----- PAGE EXTRACT -----
The blades of both wind turbines were designed employing NREL S826 airfoil (see Figure 4). This profile, one of the most popular ones for small wind turbine blades, has been thoroughly investigated by many research centres. Somers [37] examined S826 in the range of Re = 1.0·10⁶ to Re = 3.0·10⁶. Sarmast et al. [38] tested two-dimensional S826 in the range of Re = 0.4·10⁵ to Re = 1.2·10⁵ (experiment and simulation). Sarlak et al. [39] characterized the flow around the profile at Re = 1.0·10⁵. Another set of data was collected by Ostovan et al. [40], with drag and lift coefficients determined for the Reynolds number range from 0.72·10⁵ to 1.45·10⁵. The most recent characteristics were collected by Bartl et al. [41], in the range of Re = 0.5·10⁵ to 6.0·10⁵. These results are presented in Figure 5. One can notice a stable (i.e., devoid of abrupt changes) behaviour of the profile according to C_L and C_D coefficient characteristics for Re > 0.7·10⁵. Below that value, there is a significant decrease in the airfoil’s performance: lift force is reduced for the operating range and pre-stall conditions are observed at lower α (as low as 10°).

In the analysed case, for a wind turbine working at its optimal point, the local Reynolds number at the blade tip varies from Re = 0.8·10⁵ (for λ = 4) to 1.3·10⁵ (λ = 7). The maximum achievable lift coefficient is obtained at α between 12° and 14°—for higher α, the stall occurs. As seen in Figure 5, for Re values 1.0·10⁵ and higher, the airfoil characteristics’ dependence on the Reynolds number is minor (except perhaps for the drag at pre-stall conditions, which is not the most significant from the point of view of the current study). This information proves that the conclusions derived in the present study may not only be applied for small wind turbines, but may be scaled up for bigger machines, operating normally at relatively higher Reynolds numbers.

2.2. Wind Tunnel Equipment

The test section of the NTNU wind tunnel is 2.71 m wide and 11.15 m long, with an adjustable roof to ensure zero pressure gradient and maintain constant freestream velocity along the whole test section. The test section hosts an automatic traverse (three-axis, used for the single wind turbine tests) and a manual one (one-axis (vertical), having smaller blockage for measurements in the aerodynamic wake of T1). Both traverses enable mounting pressure probes, thermocouples and CTA probes.
-----
▸ REQUIRED ACTIONS:
1. List every author or research group that the turbine test passage cites as having studied the S826 airfoil.
2. Write the next part of the turbine test passage, picking up after its last sentence.
----- RECORD LIST -----
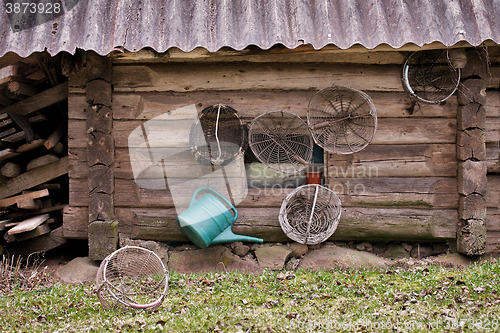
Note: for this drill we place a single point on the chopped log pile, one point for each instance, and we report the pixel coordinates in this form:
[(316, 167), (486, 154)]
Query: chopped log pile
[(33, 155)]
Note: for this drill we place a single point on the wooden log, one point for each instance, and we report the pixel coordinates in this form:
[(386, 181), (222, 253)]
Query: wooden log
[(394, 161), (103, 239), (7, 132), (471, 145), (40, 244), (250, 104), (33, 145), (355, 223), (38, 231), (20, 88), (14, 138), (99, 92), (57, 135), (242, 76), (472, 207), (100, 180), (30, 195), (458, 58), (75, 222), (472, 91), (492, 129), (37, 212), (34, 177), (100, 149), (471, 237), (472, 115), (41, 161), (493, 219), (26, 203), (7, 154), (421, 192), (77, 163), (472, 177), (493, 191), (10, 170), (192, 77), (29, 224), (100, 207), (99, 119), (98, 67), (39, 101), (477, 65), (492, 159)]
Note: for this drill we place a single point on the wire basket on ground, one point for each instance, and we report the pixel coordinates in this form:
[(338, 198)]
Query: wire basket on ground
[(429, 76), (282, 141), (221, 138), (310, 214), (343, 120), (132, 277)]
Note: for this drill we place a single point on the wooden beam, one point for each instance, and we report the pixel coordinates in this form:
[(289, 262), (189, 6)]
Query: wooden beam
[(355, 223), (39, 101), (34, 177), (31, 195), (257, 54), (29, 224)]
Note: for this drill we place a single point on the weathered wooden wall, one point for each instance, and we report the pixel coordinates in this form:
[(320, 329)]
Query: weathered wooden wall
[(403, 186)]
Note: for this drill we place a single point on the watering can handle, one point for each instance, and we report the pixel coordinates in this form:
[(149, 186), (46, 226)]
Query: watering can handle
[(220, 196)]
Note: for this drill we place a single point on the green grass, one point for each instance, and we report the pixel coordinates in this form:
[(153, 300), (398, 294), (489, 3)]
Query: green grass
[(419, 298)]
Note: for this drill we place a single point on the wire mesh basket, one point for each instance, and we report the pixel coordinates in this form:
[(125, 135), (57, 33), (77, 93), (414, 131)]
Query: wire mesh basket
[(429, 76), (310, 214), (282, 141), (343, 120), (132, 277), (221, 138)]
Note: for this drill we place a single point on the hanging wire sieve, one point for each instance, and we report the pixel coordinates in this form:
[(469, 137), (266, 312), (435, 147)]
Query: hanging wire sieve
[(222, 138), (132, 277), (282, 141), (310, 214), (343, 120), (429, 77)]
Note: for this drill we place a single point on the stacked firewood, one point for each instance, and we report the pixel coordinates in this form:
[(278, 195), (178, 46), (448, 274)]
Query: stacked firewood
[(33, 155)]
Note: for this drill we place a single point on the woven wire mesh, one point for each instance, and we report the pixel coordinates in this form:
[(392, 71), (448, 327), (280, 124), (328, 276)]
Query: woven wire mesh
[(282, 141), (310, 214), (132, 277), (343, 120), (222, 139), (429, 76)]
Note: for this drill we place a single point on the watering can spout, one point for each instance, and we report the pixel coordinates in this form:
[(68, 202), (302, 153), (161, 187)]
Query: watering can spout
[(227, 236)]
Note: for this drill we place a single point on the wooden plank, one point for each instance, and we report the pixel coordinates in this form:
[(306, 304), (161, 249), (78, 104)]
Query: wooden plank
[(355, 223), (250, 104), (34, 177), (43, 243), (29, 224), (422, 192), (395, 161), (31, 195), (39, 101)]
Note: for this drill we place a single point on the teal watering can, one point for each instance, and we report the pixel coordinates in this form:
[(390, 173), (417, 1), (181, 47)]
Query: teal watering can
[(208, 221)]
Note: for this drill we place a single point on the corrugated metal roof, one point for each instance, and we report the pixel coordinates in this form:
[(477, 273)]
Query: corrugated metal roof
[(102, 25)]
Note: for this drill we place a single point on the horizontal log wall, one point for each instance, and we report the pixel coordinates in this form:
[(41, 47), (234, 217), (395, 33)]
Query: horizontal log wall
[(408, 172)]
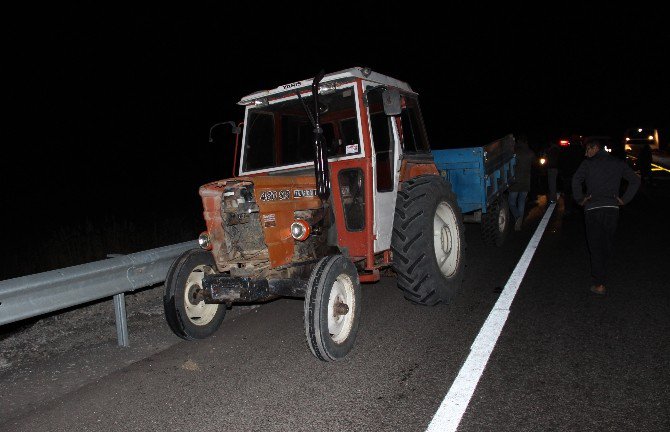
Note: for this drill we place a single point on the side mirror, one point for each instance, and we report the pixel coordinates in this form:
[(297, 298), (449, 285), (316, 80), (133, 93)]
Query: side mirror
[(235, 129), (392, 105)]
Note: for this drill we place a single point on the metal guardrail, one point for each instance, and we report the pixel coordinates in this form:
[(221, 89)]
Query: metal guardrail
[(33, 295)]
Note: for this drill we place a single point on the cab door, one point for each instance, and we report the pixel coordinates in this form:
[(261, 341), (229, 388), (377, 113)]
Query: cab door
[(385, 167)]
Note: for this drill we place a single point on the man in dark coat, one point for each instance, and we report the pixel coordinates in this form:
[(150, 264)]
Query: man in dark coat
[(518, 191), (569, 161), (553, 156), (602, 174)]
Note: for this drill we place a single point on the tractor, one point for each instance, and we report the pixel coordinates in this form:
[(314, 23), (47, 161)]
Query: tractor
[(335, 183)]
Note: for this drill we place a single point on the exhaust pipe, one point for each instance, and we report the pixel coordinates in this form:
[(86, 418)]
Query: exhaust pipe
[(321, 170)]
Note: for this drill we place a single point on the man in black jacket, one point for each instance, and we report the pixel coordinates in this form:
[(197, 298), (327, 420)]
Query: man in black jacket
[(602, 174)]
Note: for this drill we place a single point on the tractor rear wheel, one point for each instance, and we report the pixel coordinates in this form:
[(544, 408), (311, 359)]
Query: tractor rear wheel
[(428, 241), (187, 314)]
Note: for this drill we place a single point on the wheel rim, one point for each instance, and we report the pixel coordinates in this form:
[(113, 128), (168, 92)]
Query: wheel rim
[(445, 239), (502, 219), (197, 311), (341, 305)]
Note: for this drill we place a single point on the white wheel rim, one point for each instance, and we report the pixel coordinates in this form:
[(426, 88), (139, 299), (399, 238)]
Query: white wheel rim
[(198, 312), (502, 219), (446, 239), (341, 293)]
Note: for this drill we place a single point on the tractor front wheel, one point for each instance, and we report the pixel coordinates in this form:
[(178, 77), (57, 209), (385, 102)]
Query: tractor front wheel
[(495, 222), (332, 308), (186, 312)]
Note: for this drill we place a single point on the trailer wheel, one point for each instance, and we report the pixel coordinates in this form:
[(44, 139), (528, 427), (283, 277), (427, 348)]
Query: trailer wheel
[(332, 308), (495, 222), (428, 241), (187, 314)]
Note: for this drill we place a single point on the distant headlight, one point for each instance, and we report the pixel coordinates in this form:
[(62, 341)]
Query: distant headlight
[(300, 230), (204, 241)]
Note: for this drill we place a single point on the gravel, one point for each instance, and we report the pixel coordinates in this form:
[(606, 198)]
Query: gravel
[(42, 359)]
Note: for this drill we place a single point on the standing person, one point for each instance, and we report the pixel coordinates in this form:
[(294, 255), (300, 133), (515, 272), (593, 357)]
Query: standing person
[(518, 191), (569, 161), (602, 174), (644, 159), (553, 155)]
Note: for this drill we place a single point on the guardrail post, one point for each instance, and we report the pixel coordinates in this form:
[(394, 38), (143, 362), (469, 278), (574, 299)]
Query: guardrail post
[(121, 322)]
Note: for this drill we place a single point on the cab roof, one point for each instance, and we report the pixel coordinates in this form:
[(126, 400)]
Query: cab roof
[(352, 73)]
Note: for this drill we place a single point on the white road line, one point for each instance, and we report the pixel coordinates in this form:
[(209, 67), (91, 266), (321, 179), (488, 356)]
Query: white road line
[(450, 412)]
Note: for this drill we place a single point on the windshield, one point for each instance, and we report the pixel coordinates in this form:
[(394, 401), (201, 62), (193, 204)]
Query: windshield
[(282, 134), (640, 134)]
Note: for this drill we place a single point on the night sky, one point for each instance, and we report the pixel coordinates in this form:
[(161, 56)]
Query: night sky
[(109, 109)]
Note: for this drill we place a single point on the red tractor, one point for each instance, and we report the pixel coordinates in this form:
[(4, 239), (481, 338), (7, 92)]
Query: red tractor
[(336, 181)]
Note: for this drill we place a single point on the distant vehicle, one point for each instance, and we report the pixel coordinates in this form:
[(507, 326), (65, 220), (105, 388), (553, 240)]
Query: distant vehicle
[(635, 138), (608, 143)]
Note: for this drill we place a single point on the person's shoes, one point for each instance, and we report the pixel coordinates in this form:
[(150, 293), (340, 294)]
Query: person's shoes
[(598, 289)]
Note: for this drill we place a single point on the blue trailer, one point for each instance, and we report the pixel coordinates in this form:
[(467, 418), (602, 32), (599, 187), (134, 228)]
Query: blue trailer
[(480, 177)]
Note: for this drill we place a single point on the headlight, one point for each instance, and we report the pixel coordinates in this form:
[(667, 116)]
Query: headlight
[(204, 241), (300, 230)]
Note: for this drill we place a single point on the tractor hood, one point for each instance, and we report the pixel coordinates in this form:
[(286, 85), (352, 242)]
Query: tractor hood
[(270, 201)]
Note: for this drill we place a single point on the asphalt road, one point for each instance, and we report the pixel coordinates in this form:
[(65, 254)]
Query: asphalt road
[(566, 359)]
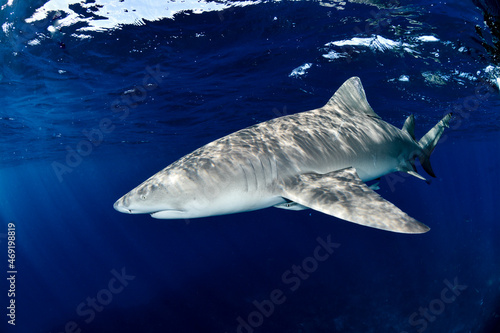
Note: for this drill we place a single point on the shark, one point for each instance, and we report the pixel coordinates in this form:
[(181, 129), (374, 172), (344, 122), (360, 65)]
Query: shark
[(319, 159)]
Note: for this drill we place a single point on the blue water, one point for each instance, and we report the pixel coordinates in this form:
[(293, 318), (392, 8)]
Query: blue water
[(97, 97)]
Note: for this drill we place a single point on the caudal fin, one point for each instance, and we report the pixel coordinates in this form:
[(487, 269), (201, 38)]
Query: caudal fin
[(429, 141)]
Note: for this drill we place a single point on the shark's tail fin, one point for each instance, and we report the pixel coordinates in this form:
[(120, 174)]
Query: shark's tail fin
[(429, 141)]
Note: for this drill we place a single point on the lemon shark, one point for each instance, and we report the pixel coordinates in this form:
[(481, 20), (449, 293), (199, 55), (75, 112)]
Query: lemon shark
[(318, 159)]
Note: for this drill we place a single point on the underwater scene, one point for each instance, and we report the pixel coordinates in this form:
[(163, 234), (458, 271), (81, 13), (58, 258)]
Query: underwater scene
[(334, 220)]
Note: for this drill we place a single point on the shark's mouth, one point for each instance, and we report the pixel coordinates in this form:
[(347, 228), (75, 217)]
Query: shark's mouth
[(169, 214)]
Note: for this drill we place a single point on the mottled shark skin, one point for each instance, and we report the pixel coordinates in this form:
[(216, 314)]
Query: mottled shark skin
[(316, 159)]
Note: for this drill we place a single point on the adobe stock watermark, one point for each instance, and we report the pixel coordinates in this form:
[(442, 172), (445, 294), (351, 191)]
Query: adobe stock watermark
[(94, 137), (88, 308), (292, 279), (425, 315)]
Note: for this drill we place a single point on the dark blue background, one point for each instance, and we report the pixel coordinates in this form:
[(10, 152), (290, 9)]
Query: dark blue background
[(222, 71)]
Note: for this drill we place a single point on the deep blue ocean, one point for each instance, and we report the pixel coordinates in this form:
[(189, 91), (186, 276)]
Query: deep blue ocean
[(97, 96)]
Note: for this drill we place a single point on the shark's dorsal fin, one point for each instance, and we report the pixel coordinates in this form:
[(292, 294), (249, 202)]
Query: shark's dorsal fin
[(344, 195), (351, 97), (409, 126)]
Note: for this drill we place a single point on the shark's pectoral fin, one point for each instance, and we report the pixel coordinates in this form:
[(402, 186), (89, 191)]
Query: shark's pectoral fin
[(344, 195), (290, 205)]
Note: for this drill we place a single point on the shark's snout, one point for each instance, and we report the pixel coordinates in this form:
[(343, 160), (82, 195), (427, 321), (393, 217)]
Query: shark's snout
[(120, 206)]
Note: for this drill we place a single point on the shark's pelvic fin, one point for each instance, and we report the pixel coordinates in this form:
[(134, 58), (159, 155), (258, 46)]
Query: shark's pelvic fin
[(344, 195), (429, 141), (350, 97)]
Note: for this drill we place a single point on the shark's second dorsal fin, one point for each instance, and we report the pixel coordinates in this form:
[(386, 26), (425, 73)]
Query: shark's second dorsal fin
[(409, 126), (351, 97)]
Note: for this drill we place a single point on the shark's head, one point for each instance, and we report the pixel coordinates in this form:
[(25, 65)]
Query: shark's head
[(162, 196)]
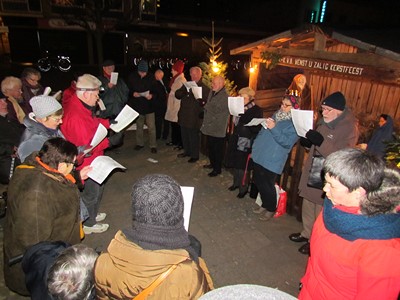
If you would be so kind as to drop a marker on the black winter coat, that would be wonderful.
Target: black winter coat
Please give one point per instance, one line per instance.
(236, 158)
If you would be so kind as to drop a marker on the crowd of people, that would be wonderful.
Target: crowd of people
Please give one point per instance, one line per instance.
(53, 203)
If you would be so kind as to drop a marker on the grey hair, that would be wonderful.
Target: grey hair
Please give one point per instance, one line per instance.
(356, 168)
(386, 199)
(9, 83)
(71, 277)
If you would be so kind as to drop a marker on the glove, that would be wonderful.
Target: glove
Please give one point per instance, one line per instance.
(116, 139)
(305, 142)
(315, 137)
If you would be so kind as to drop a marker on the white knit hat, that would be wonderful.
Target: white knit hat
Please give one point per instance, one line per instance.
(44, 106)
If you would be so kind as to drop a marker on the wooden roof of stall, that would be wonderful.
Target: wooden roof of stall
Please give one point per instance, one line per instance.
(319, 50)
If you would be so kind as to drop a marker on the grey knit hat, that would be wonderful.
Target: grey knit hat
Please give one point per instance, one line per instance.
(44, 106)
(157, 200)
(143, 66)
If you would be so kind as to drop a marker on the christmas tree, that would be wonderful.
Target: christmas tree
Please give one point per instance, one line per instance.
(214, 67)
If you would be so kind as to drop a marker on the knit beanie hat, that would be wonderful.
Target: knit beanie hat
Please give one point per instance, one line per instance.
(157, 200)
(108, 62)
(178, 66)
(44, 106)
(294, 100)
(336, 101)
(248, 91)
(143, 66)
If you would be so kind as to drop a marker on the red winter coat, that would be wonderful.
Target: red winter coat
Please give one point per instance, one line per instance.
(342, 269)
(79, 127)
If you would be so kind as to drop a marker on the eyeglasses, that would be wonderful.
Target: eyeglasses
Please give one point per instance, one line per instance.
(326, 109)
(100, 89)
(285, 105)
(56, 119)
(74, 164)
-----
▸ RESPONSES PER TASK:
1.
Somers [37]
Sarmast et al. [38]
Sarlak et al. [39]
Ostovan et al. [40]
Bartl et al. [41]

2.
All presented data were collected during measurement sessions performed at the freestream velocity U_∞ ≈ 11.5 m/s. T1 and T2 performance (rotational velocity ω, torque Q), aerodynamic force (force F_x) and flow properties in selected positions in the aerodynamic wake of T1 were measured, at two different inlet conditions: low turbulence intensity (IT ≈ 0.23%) and high turbulence intensity (IT ≈ 10.00%). The presented values of U_∞ and IT are the average ones at location x/D = 2 (i.e., rotor plane of T1). The abovementioned low turbulence intensity is the nominal value for the NTNU wind tunnel, and the maximal single IT value recorded at the empty test section measurements did not exceed 0.50%. The average values of turbulence intensity recorded by other researchers vary normally from IT = 0.23% [42] to IT = 1.00% [26].

To obtain the high turbulence intensity, a turbulising grid was employed. According to Pope [43], a grid of appropriate geometry can generate vortex structures of uniform dimensions, resulting in increased overall turbulence intensity. Krogstad and Davidson [44] determined that the generated turbulence reaches uniformity at the distance corresponding to x/D = 2 in presented research. The turbulising grid was made of wood and covered the whole wind tunnel cross-section (2.7 m × 1.8 m). The wood slats of width 0.48 m resulted in square-shaped slots of size 0.192 m × 0.192 m. The solidity ratio of the grid was equal to σ = 35%, with a drag coefficient of CD ≈ 2.0.

2.3. Measured Quantities

The schematic diagram of measured quantities and measurement devices is presented in Figure 6. The wind turbine performance may be normalised using coefficients of power (Cp) and thrust (Ct). Shaft torque Q, rotor thrust force F_x and its rotational velocity ω are measured, along with the reference, freestream velocity U_∞. The generated power can be calculated as P = ω · Q. Coefficients of power (Cp) and thrust (Ct) are evaluated, as seen in Formulas (1) and (2). Additionally, the rotational speed is normalised in the form of tip speed ratio λ = (ω · r)/U_∞.

$$\mathrm{Cp}=\frac{{\mathrm{P}}_{\mathrm{rotor}}}{{\mathrm{P}}_{\mathrm{wind}}}{=4\mathrm{a}(1-\mathrm{a})}^2$$

(1)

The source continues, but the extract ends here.